WORK REQUEST:
In the entries that follow, which lines hold the string "instance"? List them.

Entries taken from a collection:
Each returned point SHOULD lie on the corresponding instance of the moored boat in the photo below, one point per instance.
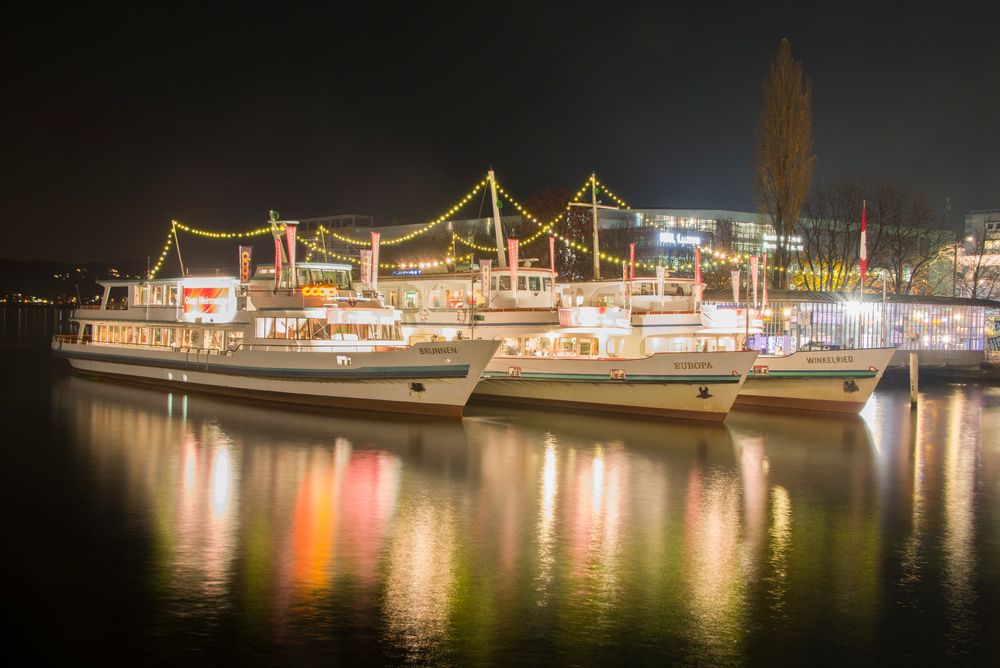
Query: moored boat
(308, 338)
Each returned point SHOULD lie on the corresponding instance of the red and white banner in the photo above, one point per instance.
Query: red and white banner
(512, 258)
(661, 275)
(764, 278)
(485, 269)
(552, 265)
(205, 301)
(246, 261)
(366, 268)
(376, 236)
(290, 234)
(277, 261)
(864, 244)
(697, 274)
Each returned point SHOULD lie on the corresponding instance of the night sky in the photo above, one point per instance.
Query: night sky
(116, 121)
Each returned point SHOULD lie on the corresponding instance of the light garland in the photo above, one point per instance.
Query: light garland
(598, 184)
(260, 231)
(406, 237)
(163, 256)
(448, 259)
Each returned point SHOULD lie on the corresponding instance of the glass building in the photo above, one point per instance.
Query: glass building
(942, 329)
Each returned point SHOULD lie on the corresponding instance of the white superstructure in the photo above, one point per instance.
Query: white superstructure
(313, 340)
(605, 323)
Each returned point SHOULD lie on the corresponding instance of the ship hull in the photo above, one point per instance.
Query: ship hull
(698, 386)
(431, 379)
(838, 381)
--
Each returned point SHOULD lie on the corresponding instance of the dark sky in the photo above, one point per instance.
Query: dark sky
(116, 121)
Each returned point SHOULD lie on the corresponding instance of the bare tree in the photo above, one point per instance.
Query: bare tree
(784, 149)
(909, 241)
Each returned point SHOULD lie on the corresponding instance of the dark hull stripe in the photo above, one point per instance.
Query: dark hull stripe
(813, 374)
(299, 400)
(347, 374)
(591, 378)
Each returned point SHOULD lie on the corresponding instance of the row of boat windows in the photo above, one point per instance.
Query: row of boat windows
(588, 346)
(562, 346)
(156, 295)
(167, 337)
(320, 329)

TASK ANSWER:
Each returned point SHOULD lie on the corresponding instance of the moored boat in the photo below, one point per instance.
Each returned point SHOULD lie on the corresponding instance of the red and white banner in the photo above, one point per instance.
Each returned point SHOULD lie on the corresponding instance of the night sky in the photo above, one point per instance.
Each returned point SHOULD lie on the corresponding instance of the light garland in the photo above, one point per instance.
Each returned point SHOULD lie on the corresponding instance of the glass building in the photo above, one point per instance.
Each returned point SHOULD lie on the corresponding instance of the white superstructure in the photo above, one point per instance.
Each returned point SHOULD lie on the corresponding instance of the ship hull in the photo above, one point per instance.
Each returned point SHOULD lie on the corresponding instance of the dark sky in the photo above, one point per instance.
Each returned point SHOULD lie on the corresponding instance of the bare tree in the photo above, one point per instance.
Each returned point SHOULD lie on the corresponding instance of the dark hull stripe in the photo above, one point per instance.
Each returned point SHOULD lie on the corresponding instance of the row of boat windows in the photo above, one point per instance.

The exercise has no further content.